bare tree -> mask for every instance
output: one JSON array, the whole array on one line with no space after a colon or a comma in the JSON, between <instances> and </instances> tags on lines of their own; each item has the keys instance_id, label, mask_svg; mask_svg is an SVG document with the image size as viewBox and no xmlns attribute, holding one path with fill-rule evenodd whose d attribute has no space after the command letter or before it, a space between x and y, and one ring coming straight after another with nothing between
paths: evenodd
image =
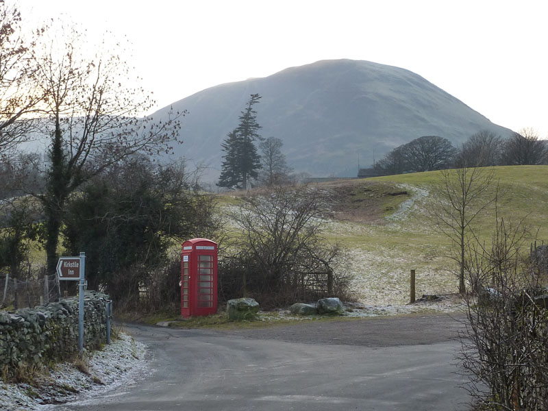
<instances>
[{"instance_id":1,"label":"bare tree","mask_svg":"<svg viewBox=\"0 0 548 411\"><path fill-rule=\"evenodd\" d=\"M44 98L32 58L34 41L25 40L21 23L17 8L0 1L0 155L28 138L29 116ZM40 36L42 30L34 35Z\"/></svg>"},{"instance_id":2,"label":"bare tree","mask_svg":"<svg viewBox=\"0 0 548 411\"><path fill-rule=\"evenodd\" d=\"M245 283L248 290L277 303L306 298L308 284L347 291L343 251L319 236L331 202L329 193L306 186L277 186L244 199L231 214L242 231L231 248L239 265L256 273Z\"/></svg>"},{"instance_id":3,"label":"bare tree","mask_svg":"<svg viewBox=\"0 0 548 411\"><path fill-rule=\"evenodd\" d=\"M286 156L282 152L282 140L269 137L259 144L261 150L262 168L259 179L265 186L273 186L289 182L292 169L286 163Z\"/></svg>"},{"instance_id":4,"label":"bare tree","mask_svg":"<svg viewBox=\"0 0 548 411\"><path fill-rule=\"evenodd\" d=\"M52 35L53 32L52 31ZM122 50L90 47L74 28L61 28L55 42L34 53L46 96L42 121L51 136L45 191L38 195L45 214L47 269L54 272L59 232L70 194L110 165L136 153L170 151L177 141L179 114L155 123L139 118L153 101L134 88ZM82 52L99 50L95 56Z\"/></svg>"},{"instance_id":5,"label":"bare tree","mask_svg":"<svg viewBox=\"0 0 548 411\"><path fill-rule=\"evenodd\" d=\"M402 148L408 171L432 171L447 169L453 163L457 150L447 138L424 136Z\"/></svg>"},{"instance_id":6,"label":"bare tree","mask_svg":"<svg viewBox=\"0 0 548 411\"><path fill-rule=\"evenodd\" d=\"M380 171L382 174L386 175L405 173L407 171L407 162L403 153L404 147L404 145L401 145L391 150L377 162L375 164L375 169Z\"/></svg>"},{"instance_id":7,"label":"bare tree","mask_svg":"<svg viewBox=\"0 0 548 411\"><path fill-rule=\"evenodd\" d=\"M459 167L497 166L501 161L503 140L491 132L484 130L472 135L457 155Z\"/></svg>"},{"instance_id":8,"label":"bare tree","mask_svg":"<svg viewBox=\"0 0 548 411\"><path fill-rule=\"evenodd\" d=\"M536 165L545 164L547 160L548 146L530 128L514 133L503 147L502 162L505 165Z\"/></svg>"},{"instance_id":9,"label":"bare tree","mask_svg":"<svg viewBox=\"0 0 548 411\"><path fill-rule=\"evenodd\" d=\"M451 258L458 263L458 290L466 292L466 250L469 246L474 219L495 199L486 196L493 182L492 171L463 167L440 172L442 184L435 192L438 200L434 216L438 229L450 240Z\"/></svg>"},{"instance_id":10,"label":"bare tree","mask_svg":"<svg viewBox=\"0 0 548 411\"><path fill-rule=\"evenodd\" d=\"M469 249L466 329L461 360L482 410L548 408L548 315L539 277L527 258L521 223L497 225L490 245Z\"/></svg>"}]
</instances>

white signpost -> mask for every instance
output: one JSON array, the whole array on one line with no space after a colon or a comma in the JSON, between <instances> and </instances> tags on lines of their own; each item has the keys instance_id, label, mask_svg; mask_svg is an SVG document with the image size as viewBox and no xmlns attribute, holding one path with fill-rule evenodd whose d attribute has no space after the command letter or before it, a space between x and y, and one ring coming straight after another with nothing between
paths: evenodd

**EXERCISE INSTRUCTIONS**
Format every line of the records above as a numbered list, skipping blank lines and leaving out the pictures.

**TASK SOLUTION**
1. bare tree -> mask for every instance
2. output: one JSON array, the whole array on one line with no space after a colon or a comma in the JSON, between <instances> and </instances> tags on lines of their own; each item has the keys instance_id, label, mask_svg; mask_svg is an SVG document with the image size as viewBox and no xmlns attribute, holding one path with fill-rule evenodd whose d attribute has no space after the command letter or before it, a space between x and y, and one ring coming straight after another with nothing between
3. paths: evenodd
4. image =
5. <instances>
6. [{"instance_id":1,"label":"bare tree","mask_svg":"<svg viewBox=\"0 0 548 411\"><path fill-rule=\"evenodd\" d=\"M44 98L32 58L34 41L25 40L21 23L17 8L0 1L0 155L28 138L29 116ZM40 36L42 30L34 35Z\"/></svg>"},{"instance_id":2,"label":"bare tree","mask_svg":"<svg viewBox=\"0 0 548 411\"><path fill-rule=\"evenodd\" d=\"M245 283L248 290L277 303L306 298L308 284L347 291L343 251L319 236L331 202L329 193L306 186L277 186L244 199L231 214L242 231L231 248L239 265L256 273Z\"/></svg>"},{"instance_id":3,"label":"bare tree","mask_svg":"<svg viewBox=\"0 0 548 411\"><path fill-rule=\"evenodd\" d=\"M286 156L282 152L282 140L269 137L259 144L261 150L262 168L259 179L265 186L273 186L289 182L292 169L286 163Z\"/></svg>"},{"instance_id":4,"label":"bare tree","mask_svg":"<svg viewBox=\"0 0 548 411\"><path fill-rule=\"evenodd\" d=\"M52 35L53 32L52 31ZM122 50L90 47L74 28L61 28L55 42L34 53L46 96L42 121L51 136L45 191L38 195L45 214L47 269L54 272L59 232L70 194L110 165L136 153L170 151L177 141L179 114L155 123L139 118L153 101L134 88ZM82 52L99 50L95 56Z\"/></svg>"},{"instance_id":5,"label":"bare tree","mask_svg":"<svg viewBox=\"0 0 548 411\"><path fill-rule=\"evenodd\" d=\"M402 148L408 171L432 171L447 169L453 163L457 150L447 138L424 136Z\"/></svg>"},{"instance_id":6,"label":"bare tree","mask_svg":"<svg viewBox=\"0 0 548 411\"><path fill-rule=\"evenodd\" d=\"M380 171L382 174L386 175L405 173L407 171L407 162L403 153L404 147L404 145L401 145L391 150L377 162L375 164L375 169Z\"/></svg>"},{"instance_id":7,"label":"bare tree","mask_svg":"<svg viewBox=\"0 0 548 411\"><path fill-rule=\"evenodd\" d=\"M459 167L497 166L501 161L503 140L491 132L484 130L472 135L457 155Z\"/></svg>"},{"instance_id":8,"label":"bare tree","mask_svg":"<svg viewBox=\"0 0 548 411\"><path fill-rule=\"evenodd\" d=\"M536 165L545 164L547 160L548 146L530 128L514 133L503 147L502 162L505 165Z\"/></svg>"},{"instance_id":9,"label":"bare tree","mask_svg":"<svg viewBox=\"0 0 548 411\"><path fill-rule=\"evenodd\" d=\"M451 258L458 263L458 290L466 292L466 250L469 246L474 219L495 199L486 196L493 182L492 171L463 167L440 172L442 184L435 192L438 200L434 216L438 229L450 240Z\"/></svg>"},{"instance_id":10,"label":"bare tree","mask_svg":"<svg viewBox=\"0 0 548 411\"><path fill-rule=\"evenodd\" d=\"M469 249L466 329L461 360L482 410L548 408L548 315L539 277L527 258L521 223L497 225L490 245Z\"/></svg>"}]
7. </instances>
8. white signpost -> mask for every instance
9. output: one JSON array, the whole array on one line with no space after a colon or a comma in the JSON, between <instances> and </instances> tags on lines of their own; each item has the keys instance_id, label, mask_svg; mask_svg is an SVG document with the image size as viewBox and no xmlns attribute, holding one path with fill-rule evenodd whose d attribute has no space after the command letter or before it, a space between x and y, and one ring coming straight after another with nothing between
10. paths: evenodd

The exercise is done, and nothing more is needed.